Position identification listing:
════════════════
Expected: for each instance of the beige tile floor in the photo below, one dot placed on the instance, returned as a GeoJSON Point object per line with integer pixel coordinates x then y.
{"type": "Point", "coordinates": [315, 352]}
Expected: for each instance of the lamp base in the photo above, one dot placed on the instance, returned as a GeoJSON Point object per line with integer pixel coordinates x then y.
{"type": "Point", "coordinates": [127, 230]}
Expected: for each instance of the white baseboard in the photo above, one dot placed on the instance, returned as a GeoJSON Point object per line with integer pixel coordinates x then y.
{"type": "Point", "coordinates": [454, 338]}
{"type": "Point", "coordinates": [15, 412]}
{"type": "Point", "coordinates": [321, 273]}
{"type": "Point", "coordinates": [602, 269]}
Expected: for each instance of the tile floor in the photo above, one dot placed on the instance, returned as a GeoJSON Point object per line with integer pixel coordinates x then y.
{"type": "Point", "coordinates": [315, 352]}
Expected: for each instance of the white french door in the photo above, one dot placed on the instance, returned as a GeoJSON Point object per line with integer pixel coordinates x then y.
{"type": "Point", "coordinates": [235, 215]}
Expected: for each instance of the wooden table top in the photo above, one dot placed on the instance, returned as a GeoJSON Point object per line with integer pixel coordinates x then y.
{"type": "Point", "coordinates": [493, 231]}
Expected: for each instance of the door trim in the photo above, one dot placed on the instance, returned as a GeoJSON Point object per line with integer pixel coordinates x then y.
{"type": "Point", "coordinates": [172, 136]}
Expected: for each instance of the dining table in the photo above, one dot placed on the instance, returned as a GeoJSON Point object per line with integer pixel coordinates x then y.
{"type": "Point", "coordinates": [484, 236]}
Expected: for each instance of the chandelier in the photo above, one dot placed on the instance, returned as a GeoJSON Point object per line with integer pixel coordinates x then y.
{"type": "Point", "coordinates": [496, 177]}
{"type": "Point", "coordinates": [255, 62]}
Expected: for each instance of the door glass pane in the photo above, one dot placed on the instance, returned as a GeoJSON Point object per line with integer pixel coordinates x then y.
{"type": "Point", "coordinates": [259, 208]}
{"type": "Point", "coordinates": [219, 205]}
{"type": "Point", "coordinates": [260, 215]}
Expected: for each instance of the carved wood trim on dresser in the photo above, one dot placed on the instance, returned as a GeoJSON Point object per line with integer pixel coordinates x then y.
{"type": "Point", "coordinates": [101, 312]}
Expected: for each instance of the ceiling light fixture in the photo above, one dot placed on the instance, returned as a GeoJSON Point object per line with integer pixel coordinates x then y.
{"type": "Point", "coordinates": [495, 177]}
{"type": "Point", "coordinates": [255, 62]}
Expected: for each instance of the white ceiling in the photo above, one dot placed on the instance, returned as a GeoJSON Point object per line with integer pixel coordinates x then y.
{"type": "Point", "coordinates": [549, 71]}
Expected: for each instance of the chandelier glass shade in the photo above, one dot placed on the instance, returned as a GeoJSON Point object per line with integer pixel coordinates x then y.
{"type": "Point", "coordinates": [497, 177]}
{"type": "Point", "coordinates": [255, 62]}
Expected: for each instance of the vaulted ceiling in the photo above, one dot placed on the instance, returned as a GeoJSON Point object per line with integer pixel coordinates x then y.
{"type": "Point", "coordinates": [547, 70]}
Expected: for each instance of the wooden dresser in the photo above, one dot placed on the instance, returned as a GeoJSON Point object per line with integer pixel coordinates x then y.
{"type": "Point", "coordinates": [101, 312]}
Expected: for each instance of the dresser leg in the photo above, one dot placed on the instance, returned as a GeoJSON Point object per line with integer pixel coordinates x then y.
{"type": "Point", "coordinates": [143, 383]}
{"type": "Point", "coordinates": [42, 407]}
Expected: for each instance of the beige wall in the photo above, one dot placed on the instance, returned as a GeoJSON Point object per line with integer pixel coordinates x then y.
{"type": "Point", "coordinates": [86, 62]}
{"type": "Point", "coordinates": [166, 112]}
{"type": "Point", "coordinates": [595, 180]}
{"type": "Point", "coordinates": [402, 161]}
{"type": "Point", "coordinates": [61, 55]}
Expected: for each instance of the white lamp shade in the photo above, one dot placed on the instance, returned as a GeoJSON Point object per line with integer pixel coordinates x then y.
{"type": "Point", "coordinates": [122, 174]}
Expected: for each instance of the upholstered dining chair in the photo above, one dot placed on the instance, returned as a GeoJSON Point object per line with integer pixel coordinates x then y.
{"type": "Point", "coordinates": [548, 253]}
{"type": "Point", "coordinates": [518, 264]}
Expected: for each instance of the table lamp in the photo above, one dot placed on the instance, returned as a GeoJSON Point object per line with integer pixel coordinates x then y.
════════════════
**PROBLEM STATEMENT**
Please rescale the listing from the line that contains "Expected: for each instance of the upholstered" through the end of the listing, giving only those lines again, requests included. Multiply each answer coordinate by 1.5 and round it to a whole number, with halves rounded up.

**COMPLETE RESPONSE**
Expected: for each instance of the upholstered dining chair in the photo above, one dot placed on the instance, returned as a GeoJSON Point object per line with integer pixel coordinates x then y.
{"type": "Point", "coordinates": [822, 380]}
{"type": "Point", "coordinates": [777, 396]}
Expected: for each instance of the table lamp in the photo above, one dot placed on the instance, returned as a GeoJSON Point object per line with integer pixel coordinates x then y.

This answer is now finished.